**Brief**.
What you return should match every record exactly, with the images removed.

### Recorded data

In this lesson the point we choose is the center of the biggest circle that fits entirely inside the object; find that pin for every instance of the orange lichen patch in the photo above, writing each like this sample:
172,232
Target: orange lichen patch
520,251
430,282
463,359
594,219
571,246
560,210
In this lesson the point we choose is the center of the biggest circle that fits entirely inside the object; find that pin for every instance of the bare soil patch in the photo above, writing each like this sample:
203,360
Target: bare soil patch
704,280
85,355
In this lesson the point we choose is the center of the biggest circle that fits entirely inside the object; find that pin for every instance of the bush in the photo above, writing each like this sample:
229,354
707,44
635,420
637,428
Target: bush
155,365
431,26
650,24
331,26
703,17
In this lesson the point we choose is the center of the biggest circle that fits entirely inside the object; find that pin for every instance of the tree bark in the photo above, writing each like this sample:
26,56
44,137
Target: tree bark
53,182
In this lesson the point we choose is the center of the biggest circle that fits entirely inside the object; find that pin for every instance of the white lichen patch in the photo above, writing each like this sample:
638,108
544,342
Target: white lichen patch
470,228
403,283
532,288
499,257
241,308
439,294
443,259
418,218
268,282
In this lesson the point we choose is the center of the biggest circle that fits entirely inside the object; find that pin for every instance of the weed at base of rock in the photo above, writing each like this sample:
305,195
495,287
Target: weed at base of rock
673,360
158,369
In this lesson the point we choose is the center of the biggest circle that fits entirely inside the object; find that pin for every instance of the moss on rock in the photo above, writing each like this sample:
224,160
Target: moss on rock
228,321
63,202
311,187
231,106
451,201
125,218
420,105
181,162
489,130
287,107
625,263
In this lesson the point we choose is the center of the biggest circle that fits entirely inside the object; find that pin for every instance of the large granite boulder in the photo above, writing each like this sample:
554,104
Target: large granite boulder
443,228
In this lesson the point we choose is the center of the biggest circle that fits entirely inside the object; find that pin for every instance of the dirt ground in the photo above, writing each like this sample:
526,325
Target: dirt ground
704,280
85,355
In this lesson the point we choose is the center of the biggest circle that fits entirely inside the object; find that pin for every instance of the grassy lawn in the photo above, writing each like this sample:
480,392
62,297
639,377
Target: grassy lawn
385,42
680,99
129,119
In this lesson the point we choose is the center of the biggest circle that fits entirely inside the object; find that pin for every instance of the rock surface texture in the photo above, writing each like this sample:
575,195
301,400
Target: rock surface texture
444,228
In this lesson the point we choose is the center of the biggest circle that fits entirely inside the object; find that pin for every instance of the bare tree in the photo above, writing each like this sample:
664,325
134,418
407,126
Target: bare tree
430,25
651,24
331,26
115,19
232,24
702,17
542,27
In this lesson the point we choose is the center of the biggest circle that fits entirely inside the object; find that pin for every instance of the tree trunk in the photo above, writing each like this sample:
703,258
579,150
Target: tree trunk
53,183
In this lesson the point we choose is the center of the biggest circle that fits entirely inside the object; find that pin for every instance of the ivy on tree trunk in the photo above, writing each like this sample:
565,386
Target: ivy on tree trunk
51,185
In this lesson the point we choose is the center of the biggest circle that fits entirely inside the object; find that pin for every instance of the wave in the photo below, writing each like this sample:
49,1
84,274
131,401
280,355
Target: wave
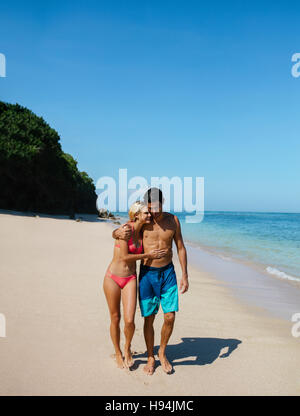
278,273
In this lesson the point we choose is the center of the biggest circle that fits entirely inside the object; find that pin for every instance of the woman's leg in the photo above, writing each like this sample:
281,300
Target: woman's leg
129,308
113,296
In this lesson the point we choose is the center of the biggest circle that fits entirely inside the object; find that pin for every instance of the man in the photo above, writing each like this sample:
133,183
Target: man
157,279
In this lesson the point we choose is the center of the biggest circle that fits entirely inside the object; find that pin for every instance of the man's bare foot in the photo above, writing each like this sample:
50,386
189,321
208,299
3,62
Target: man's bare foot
149,367
119,360
128,361
166,366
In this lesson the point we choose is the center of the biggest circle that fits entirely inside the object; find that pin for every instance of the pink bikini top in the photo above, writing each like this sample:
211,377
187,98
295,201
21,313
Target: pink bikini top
132,249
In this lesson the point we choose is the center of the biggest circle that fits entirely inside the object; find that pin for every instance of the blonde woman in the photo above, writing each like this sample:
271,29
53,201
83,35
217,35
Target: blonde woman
120,281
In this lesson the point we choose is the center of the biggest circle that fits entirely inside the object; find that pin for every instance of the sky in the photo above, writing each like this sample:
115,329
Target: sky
166,88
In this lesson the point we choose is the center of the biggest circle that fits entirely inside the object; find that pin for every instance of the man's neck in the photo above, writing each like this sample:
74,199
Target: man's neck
158,218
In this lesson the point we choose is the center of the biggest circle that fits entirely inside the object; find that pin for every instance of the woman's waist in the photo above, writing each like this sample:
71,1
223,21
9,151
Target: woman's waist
122,270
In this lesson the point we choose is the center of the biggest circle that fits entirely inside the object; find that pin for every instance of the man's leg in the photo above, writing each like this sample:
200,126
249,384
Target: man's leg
166,332
149,339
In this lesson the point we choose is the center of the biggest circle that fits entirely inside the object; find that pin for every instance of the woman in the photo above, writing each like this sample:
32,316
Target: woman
120,281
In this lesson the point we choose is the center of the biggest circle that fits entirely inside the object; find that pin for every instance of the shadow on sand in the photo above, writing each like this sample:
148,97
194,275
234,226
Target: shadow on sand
194,351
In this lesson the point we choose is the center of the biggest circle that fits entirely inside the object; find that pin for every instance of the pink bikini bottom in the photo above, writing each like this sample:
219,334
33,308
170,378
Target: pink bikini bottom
121,281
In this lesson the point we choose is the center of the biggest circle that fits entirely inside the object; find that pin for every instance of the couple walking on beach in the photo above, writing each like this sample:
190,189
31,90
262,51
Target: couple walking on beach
148,237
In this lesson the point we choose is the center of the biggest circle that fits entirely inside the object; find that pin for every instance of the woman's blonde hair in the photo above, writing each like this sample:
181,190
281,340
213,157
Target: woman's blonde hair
135,209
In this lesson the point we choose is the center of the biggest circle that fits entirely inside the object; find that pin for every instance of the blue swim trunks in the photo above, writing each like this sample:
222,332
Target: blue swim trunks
158,285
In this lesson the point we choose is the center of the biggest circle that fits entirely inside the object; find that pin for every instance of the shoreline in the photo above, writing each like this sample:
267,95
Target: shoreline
58,324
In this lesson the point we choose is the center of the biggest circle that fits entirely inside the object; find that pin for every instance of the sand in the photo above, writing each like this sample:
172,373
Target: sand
57,324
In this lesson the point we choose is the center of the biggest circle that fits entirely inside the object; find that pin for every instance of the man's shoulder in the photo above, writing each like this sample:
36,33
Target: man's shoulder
170,219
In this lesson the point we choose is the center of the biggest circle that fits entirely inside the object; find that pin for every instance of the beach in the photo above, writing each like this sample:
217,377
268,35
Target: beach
57,324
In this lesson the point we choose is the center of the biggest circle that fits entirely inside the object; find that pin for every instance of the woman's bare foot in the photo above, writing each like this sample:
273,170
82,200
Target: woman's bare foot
149,367
128,361
166,366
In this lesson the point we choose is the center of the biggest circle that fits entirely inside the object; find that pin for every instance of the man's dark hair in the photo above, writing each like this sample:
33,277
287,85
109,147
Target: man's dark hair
153,195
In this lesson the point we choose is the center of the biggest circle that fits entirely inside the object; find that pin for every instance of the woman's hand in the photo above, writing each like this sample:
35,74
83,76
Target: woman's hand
158,253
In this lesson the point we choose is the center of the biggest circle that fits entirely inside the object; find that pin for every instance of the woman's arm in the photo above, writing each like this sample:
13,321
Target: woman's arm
122,233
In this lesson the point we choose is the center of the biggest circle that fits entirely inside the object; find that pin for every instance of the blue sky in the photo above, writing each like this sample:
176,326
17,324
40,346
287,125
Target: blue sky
173,88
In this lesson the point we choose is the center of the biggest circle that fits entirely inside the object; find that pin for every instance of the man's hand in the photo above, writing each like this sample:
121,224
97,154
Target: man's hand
123,232
158,253
184,284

######

**Response below**.
In this lesson the point we choose is the center of the biggest circle that fits entirely inside the object; find that pin for every instance of the orange lichen patch in the photo above, writing each like this sample:
172,232
Target: orange lichen patch
520,251
430,282
463,359
594,219
571,246
560,210
In this lesson the point we choose is the center of the biggest circle that fits entirely inside the object; find that pin for every instance of the bare soil patch in the photo above, writing each like this sample:
203,360
Target: bare soil patch
704,280
85,355
In this lesson the point we choose is the center of the biggest circle that fits entirely inside the object; find that pin for every instance of the bush in the photo above, writing each like this sample:
229,354
707,44
635,420
637,428
Target: bush
155,365
431,26
650,24
331,26
703,17
In this lesson the point we choose is the center of the biggest circle that fits entirely inside the object; find that pin for every instance of the tree bark in the photo above, writing each like this sample:
26,56
44,137
Target: tree bark
53,182
In this lesson the point we choose is the center of the biggest circle that fits entirely inside the object; find that pin for every instance of the white lichen patch in the photo above, writing each like this sample:
638,108
544,342
Target: white lichen patch
470,228
403,283
532,288
499,257
241,308
439,294
443,259
418,218
268,282
In this lesson the point we choose is the center of the biggest circle that fits entirely inside the object; find that pin for every instance of the weed at base of rock in the photo above, writing each like this sample:
305,195
495,287
Target: weed at base of rock
673,360
158,369
In this lesson the point we choose is the center of the biggest circle that fits entirely inside the object; find that pin for every instance of the moss on rock in the photo above, writing each like this sample:
224,160
Target: moss on rock
228,321
63,202
311,187
231,106
451,201
125,218
420,105
181,162
489,130
287,107
625,263
In this lesson the point we choose is the center of the biggest circle that fits entirely inside the object; find that pin for every instance of the large granite boulder in the photo above, writing each like this sample:
554,104
Target: large granite boulder
443,228
In this lesson the point we choose is the center of the biggest circle that fits entirely inside the object; find that pin for every instance of the dirt ground in the photo above, writing each like this sample:
526,325
Target: dirt ground
704,280
85,355
In this lesson the point we choose is the center of the biggest circle that fits entirely inside the object; find that pin for every instance of the grassy lawn in the photo above, writing each like this sample:
480,392
62,297
639,377
Target: grassy lawn
385,42
680,99
129,119
In this lesson the point we choose is the center of the biggest circle that fits entirely inside the object; find that pin for every instance of the rock surface texture in the photo above, writing each like this sample:
575,195
301,400
Target: rock surface texture
444,228
In this lesson the point we choose is the center of the biggest circle that fits entirely inside the object; find that pin for every instance of the bare tree in the photo above, writing each like this sample:
664,325
134,418
407,126
Target: bare tree
430,25
651,24
331,26
115,19
232,24
702,17
542,27
In this lesson the point we choose is the center of the biggest circle that fits entirely inside the object; find that pin for every instance of the tree trunk in the photo above, writing each like this sample:
703,258
579,150
Target: tree trunk
53,183
In this lesson the point we choose is the center of the biggest circle that fits entirely inside the object; find that pin for every instance of the ivy on tree trunk in the photo above, writing each like this sample:
565,386
Target: ivy on tree trunk
51,185
In this lesson the point we choose is the center of the biggest circle that fits entirely inside the object; find that pin for every instance of the wave in the photo below, writing each like this sample:
49,1
84,274
131,401
280,355
Target: wave
278,273
In this lesson the point we choose is the center of the biggest circle that fits entirely inside the object; find that pin for every instance of the woman's leg in the photo above, writing each like this sample:
281,300
Target: woman's leg
129,308
113,296
In this lesson the point we choose is the center of the biggest circle that fits entirely inside the object; find that pin for every instance of the man in the photo above, writing each like this sample:
133,183
Target: man
157,279
In this lesson the point we choose is the center of the biggest circle that fits entirely inside the object; find that pin for every instance of the man's bare foot in the photo above, writing each like this sample:
50,386
189,321
208,299
3,62
Target: man's bare foot
149,367
119,360
128,361
166,366
In this lesson the point we choose is the center of the biggest circle that fits entirely inside the object; find that pin for every instance of the pink bikini top in the photo above, writing each like this sample:
211,377
187,98
295,201
21,313
Target: pink bikini top
132,249
In this lesson the point we choose is the center of the biggest circle that fits entirely inside the object; find that pin for every instance of the blonde woman in the photo above, writing each like this sample:
271,29
53,201
83,35
217,35
Target: blonde woman
120,281
In this lesson the point we choose is the center of the biggest circle that fits entirely inside the object; find that pin for every instance of the sky in the photo above, writing each like this sample:
115,329
Target: sky
166,88
In this lesson the point we choose is the center of the biggest circle that fits entirely inside the object; find that pin for every instance of the man's neck in the photo above, writing each like this sample:
74,199
Target: man's neck
158,218
In this lesson the point we choose is the center of the biggest circle that fits entirely inside the object; find that pin for every instance of the woman's waist in the photo above, writing each like this sample:
71,1
223,21
9,151
Target: woman's waist
122,270
In this lesson the point we choose is the center of the biggest circle that fits entirely inside the object; find that pin for every instance of the man's leg in the photo above, writing each like this sample:
200,126
249,384
Target: man's leg
166,332
149,339
In this lesson the point we choose is the center of the biggest circle that fits entirely inside the object; find that pin for every instance of the woman in the photo above, writing each like this sample:
32,316
Target: woman
120,281
In this lesson the point we choose is the center of the biggest circle that fits entirely inside the object; find that pin for every instance of the shadow on sand in the photo above, writing each like this sample:
148,97
194,275
234,226
Target: shadow on sand
194,351
In this lesson the point we choose is the center of the biggest circle that fits entirely inside the object; find that pin for every instance of the pink bikini bottom in the photo above, writing each like this sample:
219,334
33,308
170,378
Target: pink bikini bottom
121,281
In this lesson the point we choose is the center of the biggest circle that fits entirely inside the object; find that pin for every instance of the couple walking on beach in the photo above, writing each like this sample:
190,189
31,90
262,51
Target: couple walking on beach
148,237
In this lesson the point we choose is the center of the biggest circle that fits entirely inside the object; find that pin for every instance of the woman's blonde hair in the photo above, writing each like this sample:
181,190
281,340
213,157
Target: woman's blonde hair
135,209
In this lesson the point we choose is the center of the biggest circle that fits entirely inside the object; find that pin for every instance of the blue swim trunks in the photo above, writing each like this sample:
222,332
Target: blue swim trunks
158,285
In this lesson the point we choose is the center of the biggest circle that fits entirely inside the object; find that pin for every instance of the shoreline in the photo above, writing each like this sample:
267,95
Target: shoreline
58,324
In this lesson the point we choose is the center of the biggest circle that fits entirely inside the object; find that pin for every instance of the sand in the photo above, writing each like this sample:
172,373
Target: sand
57,324
In this lesson the point we choose is the center of the biggest circle that fits entirely inside the object; find that pin for every instance of the man's shoulder in the photo above, writing each like this sample:
36,33
Target: man's shoulder
170,219
In this lesson the point we choose is the center of the biggest circle that fits entirely inside the object; find that pin for every instance of the beach in the photo above, writing each like this sample:
217,377
268,35
Target: beach
57,324
In this lesson the point we choose is the center of the biggest circle that fits entirely inside the object; find that pin for every instance of the woman's bare foot in the photo above, writing each like this sample:
273,170
82,200
Target: woman's bare foot
149,367
128,361
166,366
In this lesson the point we choose is the center of the biggest circle that fits entirely inside the object; find that pin for every instance of the man's dark hair in the photo above, writing each like this sample:
33,277
287,85
109,147
Target: man's dark hair
153,195
In this lesson the point we choose is the center of the biggest circle that fits entirely inside the object; find that pin for every instance of the woman's hand in the photo above, writing each like this sample:
35,74
83,76
Target: woman's hand
158,253
In this lesson the point we choose is the center of the biggest circle that fits entirely inside the object; find that pin for every instance of the woman's arm in the photo above, writing each like this sample:
13,321
Target: woman's arm
122,233
In this lesson the point we choose is the center of the biggest circle that fits entirely inside the object; find that pin for every instance of the blue sky in the photo above, writing each like this sample:
176,326
17,324
40,346
287,125
Target: blue sky
173,88
In this lesson the point we choose is the center of the biggest circle that fits entirely inside the object; find that pin for every instance of the man's hand in the photo above, writing each like this sample:
121,224
97,154
Target: man's hand
123,232
158,253
184,284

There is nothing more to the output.